Requirements –
Please express the rows below as a two-column CSV with the headers command and paths, one line per row. Put each row's full text under command and its answer under paths, with each value in a single quoted field and every line break replaced by a space.

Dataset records
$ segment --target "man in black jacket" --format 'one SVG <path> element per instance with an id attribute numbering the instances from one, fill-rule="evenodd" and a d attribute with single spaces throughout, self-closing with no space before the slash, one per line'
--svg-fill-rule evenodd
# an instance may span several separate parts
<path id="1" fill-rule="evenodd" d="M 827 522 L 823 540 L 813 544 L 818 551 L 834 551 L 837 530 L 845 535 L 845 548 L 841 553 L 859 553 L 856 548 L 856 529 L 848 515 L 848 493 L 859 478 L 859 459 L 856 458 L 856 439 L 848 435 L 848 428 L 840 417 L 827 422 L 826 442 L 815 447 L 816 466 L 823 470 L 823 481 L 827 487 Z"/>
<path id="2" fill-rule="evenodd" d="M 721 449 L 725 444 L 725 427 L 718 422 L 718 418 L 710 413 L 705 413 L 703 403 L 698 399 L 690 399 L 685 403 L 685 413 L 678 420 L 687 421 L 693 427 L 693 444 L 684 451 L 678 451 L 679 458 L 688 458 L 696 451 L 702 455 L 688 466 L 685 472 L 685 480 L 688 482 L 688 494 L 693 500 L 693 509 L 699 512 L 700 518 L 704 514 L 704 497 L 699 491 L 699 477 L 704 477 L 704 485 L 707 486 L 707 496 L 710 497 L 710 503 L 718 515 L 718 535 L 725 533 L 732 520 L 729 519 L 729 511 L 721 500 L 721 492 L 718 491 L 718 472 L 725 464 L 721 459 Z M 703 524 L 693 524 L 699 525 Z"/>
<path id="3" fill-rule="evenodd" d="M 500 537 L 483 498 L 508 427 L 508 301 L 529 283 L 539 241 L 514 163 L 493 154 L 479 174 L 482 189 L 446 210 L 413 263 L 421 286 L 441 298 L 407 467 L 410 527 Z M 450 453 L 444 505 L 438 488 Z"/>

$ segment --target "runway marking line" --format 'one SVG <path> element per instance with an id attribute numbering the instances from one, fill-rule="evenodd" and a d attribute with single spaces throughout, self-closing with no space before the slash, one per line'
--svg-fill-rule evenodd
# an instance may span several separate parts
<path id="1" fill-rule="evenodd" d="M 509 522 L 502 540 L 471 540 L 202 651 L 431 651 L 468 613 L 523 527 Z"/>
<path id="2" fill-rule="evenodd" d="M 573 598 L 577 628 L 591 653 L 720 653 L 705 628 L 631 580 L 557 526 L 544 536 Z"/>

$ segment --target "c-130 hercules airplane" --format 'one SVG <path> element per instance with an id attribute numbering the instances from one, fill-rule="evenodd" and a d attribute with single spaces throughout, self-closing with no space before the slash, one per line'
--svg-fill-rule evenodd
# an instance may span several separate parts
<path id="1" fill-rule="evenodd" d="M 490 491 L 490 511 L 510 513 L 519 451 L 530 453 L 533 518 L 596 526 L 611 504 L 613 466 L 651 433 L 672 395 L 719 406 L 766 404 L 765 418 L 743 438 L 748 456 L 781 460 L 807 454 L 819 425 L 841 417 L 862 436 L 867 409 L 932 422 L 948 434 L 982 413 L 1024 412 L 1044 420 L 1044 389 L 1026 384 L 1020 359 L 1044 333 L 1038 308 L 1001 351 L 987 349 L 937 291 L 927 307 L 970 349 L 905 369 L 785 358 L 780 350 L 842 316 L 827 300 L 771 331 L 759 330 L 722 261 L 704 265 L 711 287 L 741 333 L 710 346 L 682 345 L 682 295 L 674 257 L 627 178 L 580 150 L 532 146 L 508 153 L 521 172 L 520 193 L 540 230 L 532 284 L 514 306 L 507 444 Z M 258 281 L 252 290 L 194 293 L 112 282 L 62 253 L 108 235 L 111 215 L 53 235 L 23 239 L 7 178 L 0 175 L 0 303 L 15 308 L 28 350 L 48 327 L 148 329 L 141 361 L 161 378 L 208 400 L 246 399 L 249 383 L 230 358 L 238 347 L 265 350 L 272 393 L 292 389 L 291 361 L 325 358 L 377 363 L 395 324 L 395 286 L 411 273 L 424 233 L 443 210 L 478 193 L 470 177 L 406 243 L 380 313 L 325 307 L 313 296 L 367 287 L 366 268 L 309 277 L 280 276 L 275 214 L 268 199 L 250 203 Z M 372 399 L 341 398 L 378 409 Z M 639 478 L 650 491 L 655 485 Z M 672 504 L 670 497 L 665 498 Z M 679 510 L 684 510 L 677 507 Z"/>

Exercise output –
command,paths
"$ segment --target ""man in black jacket"" --format 'one SVG <path> element per instance with an id attribute numbering the instances from one, fill-rule=""evenodd"" and a d attribute with single spaces throughout, self-closing with no space before the slash, one per line' --svg-fill-rule evenodd # an instance may span several separate parts","<path id=""1"" fill-rule=""evenodd"" d=""M 827 522 L 823 540 L 813 544 L 818 551 L 834 551 L 837 530 L 845 535 L 845 548 L 841 553 L 859 553 L 856 548 L 856 529 L 848 515 L 848 493 L 859 478 L 859 459 L 856 458 L 856 439 L 848 435 L 848 428 L 840 417 L 827 422 L 826 442 L 815 447 L 816 466 L 823 470 L 823 481 L 827 487 Z""/> <path id=""2"" fill-rule=""evenodd"" d=""M 721 449 L 725 444 L 725 427 L 718 422 L 718 418 L 710 413 L 705 413 L 703 403 L 698 399 L 690 399 L 685 403 L 685 413 L 678 420 L 687 421 L 693 427 L 693 444 L 684 451 L 678 451 L 679 458 L 688 458 L 696 451 L 702 455 L 688 466 L 685 472 L 685 480 L 688 482 L 688 494 L 693 500 L 693 509 L 699 512 L 700 518 L 704 514 L 704 497 L 699 491 L 699 477 L 704 477 L 704 485 L 707 486 L 707 496 L 710 497 L 710 503 L 718 515 L 718 535 L 725 533 L 732 520 L 729 519 L 729 511 L 721 500 L 721 492 L 718 491 L 718 472 L 725 464 L 721 459 Z M 703 524 L 693 524 L 699 525 Z""/> <path id=""3"" fill-rule=""evenodd"" d=""M 500 537 L 483 498 L 508 427 L 508 301 L 529 283 L 539 241 L 514 163 L 493 154 L 479 174 L 482 189 L 446 210 L 413 263 L 421 286 L 441 298 L 407 467 L 410 527 Z M 450 453 L 444 505 L 438 488 Z""/>"
"$ segment --target ""runway marking line"" --format 'one SVG <path> element per instance with an id attribute numbering the instances from one, fill-rule=""evenodd"" and a d attribute with single spaces throughout, self-closing with no space before the slash, one per line' --svg-fill-rule evenodd # an instance may span several separate parts","<path id=""1"" fill-rule=""evenodd"" d=""M 509 522 L 502 540 L 471 540 L 202 651 L 431 651 L 468 613 L 523 527 Z""/> <path id=""2"" fill-rule=""evenodd"" d=""M 573 598 L 577 628 L 591 653 L 720 653 L 705 628 L 631 580 L 557 526 L 544 536 Z""/>"
"$ segment --target ""c-130 hercules airplane"" --format 'one SVG <path> element per instance with an id attribute numbering the instances from one, fill-rule=""evenodd"" and a d attribute with single spaces throughout, self-closing with no space before the slash, one per line' --svg-fill-rule evenodd # an instance may span several separate parts","<path id=""1"" fill-rule=""evenodd"" d=""M 490 491 L 490 511 L 510 513 L 519 451 L 530 453 L 533 518 L 596 526 L 611 504 L 613 466 L 651 433 L 672 395 L 719 406 L 766 404 L 765 418 L 743 438 L 748 456 L 781 460 L 807 454 L 819 425 L 841 417 L 862 436 L 867 409 L 932 422 L 948 434 L 982 413 L 1024 412 L 1044 420 L 1044 389 L 1026 384 L 1020 359 L 1044 333 L 1038 308 L 1001 351 L 987 349 L 937 291 L 927 307 L 970 349 L 905 369 L 785 358 L 780 350 L 842 316 L 827 300 L 771 331 L 759 330 L 722 261 L 704 265 L 711 287 L 741 333 L 710 346 L 682 345 L 682 295 L 674 257 L 627 178 L 580 150 L 532 146 L 508 153 L 521 172 L 520 193 L 540 230 L 532 284 L 514 306 L 507 444 Z M 258 281 L 252 290 L 194 293 L 112 282 L 62 253 L 108 235 L 111 215 L 53 235 L 23 239 L 7 178 L 0 175 L 0 303 L 15 308 L 28 350 L 48 327 L 148 329 L 141 361 L 161 378 L 208 400 L 246 399 L 249 383 L 230 358 L 238 347 L 265 350 L 272 393 L 292 389 L 291 361 L 325 358 L 377 363 L 395 324 L 395 286 L 411 273 L 424 233 L 443 210 L 478 193 L 470 177 L 406 243 L 380 313 L 325 307 L 313 296 L 367 287 L 366 268 L 309 277 L 280 276 L 275 214 L 268 199 L 250 203 Z M 372 399 L 341 398 L 378 409 Z M 639 478 L 650 491 L 655 485 Z M 672 504 L 670 497 L 665 498 Z M 679 510 L 684 510 L 677 507 Z""/>"